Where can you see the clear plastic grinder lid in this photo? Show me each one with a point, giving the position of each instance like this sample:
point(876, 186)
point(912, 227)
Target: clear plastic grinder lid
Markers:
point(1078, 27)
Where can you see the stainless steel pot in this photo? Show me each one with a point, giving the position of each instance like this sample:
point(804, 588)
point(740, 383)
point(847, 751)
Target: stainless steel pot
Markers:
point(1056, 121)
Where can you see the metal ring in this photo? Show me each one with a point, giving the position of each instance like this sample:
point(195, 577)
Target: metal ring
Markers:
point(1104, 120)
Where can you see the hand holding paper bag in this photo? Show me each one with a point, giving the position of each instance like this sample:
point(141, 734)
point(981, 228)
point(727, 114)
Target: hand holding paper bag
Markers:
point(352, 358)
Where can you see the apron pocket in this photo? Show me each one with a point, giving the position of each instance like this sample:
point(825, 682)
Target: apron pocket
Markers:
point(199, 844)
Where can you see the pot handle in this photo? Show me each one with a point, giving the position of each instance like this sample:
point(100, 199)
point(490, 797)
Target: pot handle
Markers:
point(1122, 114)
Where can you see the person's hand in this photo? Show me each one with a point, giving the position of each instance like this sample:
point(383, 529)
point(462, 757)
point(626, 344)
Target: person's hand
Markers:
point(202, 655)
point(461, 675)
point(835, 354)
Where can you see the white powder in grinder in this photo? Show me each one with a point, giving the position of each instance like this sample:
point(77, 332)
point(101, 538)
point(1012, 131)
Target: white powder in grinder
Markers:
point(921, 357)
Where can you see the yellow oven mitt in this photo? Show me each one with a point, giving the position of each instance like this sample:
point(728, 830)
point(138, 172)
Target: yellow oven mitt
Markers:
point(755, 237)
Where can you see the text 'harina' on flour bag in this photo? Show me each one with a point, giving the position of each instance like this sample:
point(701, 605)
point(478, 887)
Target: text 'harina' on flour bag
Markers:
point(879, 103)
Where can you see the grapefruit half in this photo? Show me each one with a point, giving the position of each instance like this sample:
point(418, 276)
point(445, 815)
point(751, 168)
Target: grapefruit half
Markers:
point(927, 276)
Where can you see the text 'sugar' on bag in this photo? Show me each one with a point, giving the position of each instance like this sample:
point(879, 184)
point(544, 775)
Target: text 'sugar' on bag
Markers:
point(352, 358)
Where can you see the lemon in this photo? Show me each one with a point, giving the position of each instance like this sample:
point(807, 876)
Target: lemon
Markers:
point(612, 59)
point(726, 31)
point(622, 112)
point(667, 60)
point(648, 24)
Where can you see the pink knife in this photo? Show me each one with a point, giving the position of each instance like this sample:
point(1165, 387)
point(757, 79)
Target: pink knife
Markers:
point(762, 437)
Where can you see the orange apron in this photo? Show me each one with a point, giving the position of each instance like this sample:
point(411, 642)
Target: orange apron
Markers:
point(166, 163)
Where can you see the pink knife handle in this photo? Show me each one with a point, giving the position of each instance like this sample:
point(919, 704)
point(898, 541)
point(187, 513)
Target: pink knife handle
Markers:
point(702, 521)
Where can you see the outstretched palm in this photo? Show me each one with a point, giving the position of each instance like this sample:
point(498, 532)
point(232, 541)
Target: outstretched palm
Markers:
● ● ● ● ●
**EXERCISE DETAILS**. Copy out every row above word for word, leaving nothing out and changing nothing.

**CORRECT RESULT**.
Where can you see the clear plastic grinder lid in this photo? Show me each one with a point, giving the position of each instance like this sample:
point(876, 186)
point(912, 227)
Target: clear plastic grinder lid
Markers:
point(1078, 27)
Where can you see the stainless steel pot in this photo? Show me each one with a point, giving the position of each instance like this sample:
point(804, 588)
point(740, 383)
point(847, 751)
Target: stainless steel pot
Markers:
point(1056, 121)
Where can you see the metal ring in this photo? Show me each one with a point, giving the position of each instance like this sample:
point(195, 577)
Target: metal ring
Markers:
point(1104, 120)
Where can you see the hand holding paper bag in this photo? Show me each one with a point, giving the position of each instance like this sample:
point(141, 734)
point(981, 228)
point(727, 114)
Target: hand holding paper bag
Markers:
point(352, 358)
Where can you see the apron pocket in this photo? Show me each one with a point, giving the position of each instance like this sample:
point(825, 682)
Target: apron pocket
Markers:
point(199, 844)
Where can you see the pot handle in this photo? Show me each one with a point, giving the position of each instance like this sample:
point(100, 199)
point(490, 797)
Target: pot handle
Markers:
point(1122, 114)
Where can you see the person's hand in this photo? Show me each one with a point, giving the position of each instance like this sample:
point(383, 529)
point(462, 757)
point(626, 344)
Target: person's hand
Markers:
point(202, 655)
point(461, 675)
point(835, 354)
Where can you see the white powder in grinder in this photo? Show me each one with a point, giving the position of each instance like this sample:
point(77, 332)
point(101, 538)
point(1012, 131)
Target: white powder in grinder
Markers:
point(921, 357)
Where can you see the yellow oven mitt in this photo? Show me each one with a point, giving the position of each instance like this sample:
point(728, 830)
point(138, 172)
Target: yellow oven mitt
Markers:
point(755, 237)
Where can you see the text 'harina' on flour bag in this photo? Show me each one with a point, giving the position of each instance like this sample:
point(701, 605)
point(478, 887)
Target: text 'harina' on flour bag
Markers:
point(879, 103)
Where can you see the grapefruit half in this photo? Show me each one with a point, giving the position of each instance like this sample:
point(418, 276)
point(445, 815)
point(751, 168)
Target: grapefruit half
Markers:
point(927, 276)
Where can you see the text 'sugar' on bag in this photo? Show me each one with a point, giving the position of each instance like this sample:
point(879, 184)
point(544, 775)
Target: text 'sugar' on bag
Markers:
point(352, 358)
Where can you see the lemon in this photo? Show me each one with a point, giving the position of each instance like this sample:
point(807, 876)
Target: lemon
Markers:
point(612, 59)
point(726, 31)
point(622, 112)
point(667, 60)
point(648, 24)
Where can you see the pink knife in this photo? Show me each one with a point, giving the position of each instance like this sample:
point(1165, 387)
point(757, 79)
Target: pink knife
Markers:
point(762, 437)
Where can you see the orange apron in this photo? Show me each one with a point, giving the position of each instance like this sample:
point(411, 642)
Target: orange apron
Markers:
point(166, 163)
Where can you see the pink knife handle in this photo? Show me each one with a point, giving the position of each instance like this sample:
point(919, 704)
point(898, 541)
point(187, 513)
Target: pink knife handle
Markers:
point(702, 521)
Where can you see the outstretched palm in this photo? Show me each one with a point, giving the position of each instance like this sample:
point(498, 532)
point(232, 541)
Target: outstretched palm
Markers:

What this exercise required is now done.